§ **What to work on**
Copy out the rows below without any change, covering the stretch from the line containing "Please examine the photo and tell me where the silver knife" through the line containing "[243,0,373,211]", with both of those lines included and nothing else added.

-*-

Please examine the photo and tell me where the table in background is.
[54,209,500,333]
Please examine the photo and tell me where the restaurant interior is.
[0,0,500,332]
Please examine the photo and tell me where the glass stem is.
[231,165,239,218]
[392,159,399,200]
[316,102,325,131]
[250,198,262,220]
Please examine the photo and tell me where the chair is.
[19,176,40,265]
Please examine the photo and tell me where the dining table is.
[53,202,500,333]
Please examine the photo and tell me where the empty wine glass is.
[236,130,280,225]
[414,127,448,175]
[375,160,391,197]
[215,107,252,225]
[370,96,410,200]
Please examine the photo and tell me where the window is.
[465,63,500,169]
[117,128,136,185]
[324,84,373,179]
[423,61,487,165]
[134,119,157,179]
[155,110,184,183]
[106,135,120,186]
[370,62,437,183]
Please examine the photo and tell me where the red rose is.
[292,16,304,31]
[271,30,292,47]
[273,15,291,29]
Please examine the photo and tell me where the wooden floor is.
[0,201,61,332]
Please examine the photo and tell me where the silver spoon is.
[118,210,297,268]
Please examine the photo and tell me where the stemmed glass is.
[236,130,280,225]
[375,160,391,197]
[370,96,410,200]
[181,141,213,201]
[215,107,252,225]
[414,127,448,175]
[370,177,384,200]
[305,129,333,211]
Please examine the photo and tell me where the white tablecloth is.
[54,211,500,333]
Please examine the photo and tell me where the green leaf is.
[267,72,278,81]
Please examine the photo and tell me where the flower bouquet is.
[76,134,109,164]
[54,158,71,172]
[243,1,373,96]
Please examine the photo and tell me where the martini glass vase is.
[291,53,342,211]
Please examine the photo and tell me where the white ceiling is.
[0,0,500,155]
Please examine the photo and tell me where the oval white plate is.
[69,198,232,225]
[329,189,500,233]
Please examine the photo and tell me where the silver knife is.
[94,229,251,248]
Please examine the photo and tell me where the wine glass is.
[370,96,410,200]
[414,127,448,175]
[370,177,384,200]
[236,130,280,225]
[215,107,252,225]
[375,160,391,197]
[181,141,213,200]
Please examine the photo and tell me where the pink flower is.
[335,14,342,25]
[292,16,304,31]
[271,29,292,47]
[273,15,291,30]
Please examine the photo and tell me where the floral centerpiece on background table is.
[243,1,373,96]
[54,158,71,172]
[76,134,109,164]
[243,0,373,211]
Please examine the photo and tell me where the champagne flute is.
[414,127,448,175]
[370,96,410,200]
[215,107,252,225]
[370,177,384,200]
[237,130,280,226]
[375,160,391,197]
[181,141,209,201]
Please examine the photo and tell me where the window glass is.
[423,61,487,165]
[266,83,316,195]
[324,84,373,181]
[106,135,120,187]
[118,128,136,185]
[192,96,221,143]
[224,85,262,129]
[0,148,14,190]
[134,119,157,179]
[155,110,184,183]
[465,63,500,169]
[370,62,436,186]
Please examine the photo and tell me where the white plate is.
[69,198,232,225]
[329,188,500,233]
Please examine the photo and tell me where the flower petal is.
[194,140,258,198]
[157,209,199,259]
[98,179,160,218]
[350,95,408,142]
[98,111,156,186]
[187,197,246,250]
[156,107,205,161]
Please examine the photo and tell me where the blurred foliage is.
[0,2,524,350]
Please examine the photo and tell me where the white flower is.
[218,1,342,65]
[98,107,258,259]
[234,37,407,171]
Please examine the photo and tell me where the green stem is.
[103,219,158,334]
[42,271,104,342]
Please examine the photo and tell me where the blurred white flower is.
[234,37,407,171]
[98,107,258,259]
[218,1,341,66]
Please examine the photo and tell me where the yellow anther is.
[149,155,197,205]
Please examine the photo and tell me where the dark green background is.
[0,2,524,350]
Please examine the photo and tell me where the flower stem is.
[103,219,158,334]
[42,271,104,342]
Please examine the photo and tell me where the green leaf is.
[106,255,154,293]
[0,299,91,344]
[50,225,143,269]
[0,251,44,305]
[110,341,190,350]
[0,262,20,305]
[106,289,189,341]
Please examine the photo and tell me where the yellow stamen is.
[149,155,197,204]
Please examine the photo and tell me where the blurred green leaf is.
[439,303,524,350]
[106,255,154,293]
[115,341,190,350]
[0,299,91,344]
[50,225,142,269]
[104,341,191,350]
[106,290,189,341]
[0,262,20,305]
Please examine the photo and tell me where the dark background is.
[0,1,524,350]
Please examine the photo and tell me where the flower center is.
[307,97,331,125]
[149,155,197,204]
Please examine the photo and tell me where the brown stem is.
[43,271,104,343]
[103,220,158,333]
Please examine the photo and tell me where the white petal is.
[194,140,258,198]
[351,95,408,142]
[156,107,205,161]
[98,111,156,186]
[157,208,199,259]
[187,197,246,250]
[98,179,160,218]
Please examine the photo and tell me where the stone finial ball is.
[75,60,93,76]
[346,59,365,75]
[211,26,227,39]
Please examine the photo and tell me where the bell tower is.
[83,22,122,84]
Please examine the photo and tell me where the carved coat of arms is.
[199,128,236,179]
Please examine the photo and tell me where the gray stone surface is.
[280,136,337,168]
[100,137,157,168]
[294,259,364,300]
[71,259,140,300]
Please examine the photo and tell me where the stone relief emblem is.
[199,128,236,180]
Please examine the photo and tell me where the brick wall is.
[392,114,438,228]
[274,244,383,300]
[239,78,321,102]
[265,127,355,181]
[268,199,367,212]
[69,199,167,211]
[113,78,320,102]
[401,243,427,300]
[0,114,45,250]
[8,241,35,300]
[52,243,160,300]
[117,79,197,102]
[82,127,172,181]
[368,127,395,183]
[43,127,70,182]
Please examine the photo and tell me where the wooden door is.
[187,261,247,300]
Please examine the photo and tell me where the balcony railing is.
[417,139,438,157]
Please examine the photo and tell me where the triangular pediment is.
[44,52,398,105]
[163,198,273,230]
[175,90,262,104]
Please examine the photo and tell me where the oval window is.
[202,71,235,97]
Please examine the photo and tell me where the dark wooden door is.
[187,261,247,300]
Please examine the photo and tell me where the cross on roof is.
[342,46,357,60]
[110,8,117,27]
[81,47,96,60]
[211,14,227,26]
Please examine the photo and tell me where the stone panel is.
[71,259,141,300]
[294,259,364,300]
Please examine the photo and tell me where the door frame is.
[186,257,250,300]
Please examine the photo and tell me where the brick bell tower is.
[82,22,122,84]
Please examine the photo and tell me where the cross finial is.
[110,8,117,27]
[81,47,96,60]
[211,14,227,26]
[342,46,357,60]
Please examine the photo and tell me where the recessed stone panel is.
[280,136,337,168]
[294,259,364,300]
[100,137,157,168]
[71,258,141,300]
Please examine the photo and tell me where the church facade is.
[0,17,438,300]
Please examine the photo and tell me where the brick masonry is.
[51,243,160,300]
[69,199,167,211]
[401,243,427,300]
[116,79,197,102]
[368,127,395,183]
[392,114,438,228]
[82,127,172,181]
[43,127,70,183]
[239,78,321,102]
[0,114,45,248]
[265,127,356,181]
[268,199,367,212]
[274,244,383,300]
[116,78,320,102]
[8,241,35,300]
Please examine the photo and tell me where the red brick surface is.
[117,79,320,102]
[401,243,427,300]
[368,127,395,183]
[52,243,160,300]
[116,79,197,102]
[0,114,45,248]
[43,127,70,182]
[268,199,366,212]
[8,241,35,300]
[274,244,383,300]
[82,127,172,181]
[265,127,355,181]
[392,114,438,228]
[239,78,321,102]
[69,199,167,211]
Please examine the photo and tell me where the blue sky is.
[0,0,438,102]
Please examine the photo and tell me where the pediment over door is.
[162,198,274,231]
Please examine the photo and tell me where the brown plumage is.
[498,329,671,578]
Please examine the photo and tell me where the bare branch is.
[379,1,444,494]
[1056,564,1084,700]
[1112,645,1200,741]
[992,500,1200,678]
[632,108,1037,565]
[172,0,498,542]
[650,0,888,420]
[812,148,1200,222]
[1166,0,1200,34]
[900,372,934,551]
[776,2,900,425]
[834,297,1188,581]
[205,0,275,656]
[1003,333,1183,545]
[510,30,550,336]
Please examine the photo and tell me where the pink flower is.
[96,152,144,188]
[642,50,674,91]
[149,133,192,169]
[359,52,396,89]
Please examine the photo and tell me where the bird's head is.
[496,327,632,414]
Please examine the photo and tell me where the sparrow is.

-*-

§ **Full response**
Please examine the photo and tell me where the silver knife is.
[94,229,251,248]
Please examine the photo and tell me where the wine glass is.
[370,96,410,200]
[414,127,448,175]
[370,177,384,200]
[236,130,280,225]
[215,107,252,225]
[375,160,391,197]
[181,141,213,200]
Please examine the photo and tell me where the pink flower is.
[335,14,342,25]
[292,16,304,31]
[271,29,292,47]
[273,15,291,30]
Please examine the photo and tell me where the floral centerpiece on background table is.
[243,1,373,96]
[54,158,71,172]
[76,134,109,164]
[243,0,373,211]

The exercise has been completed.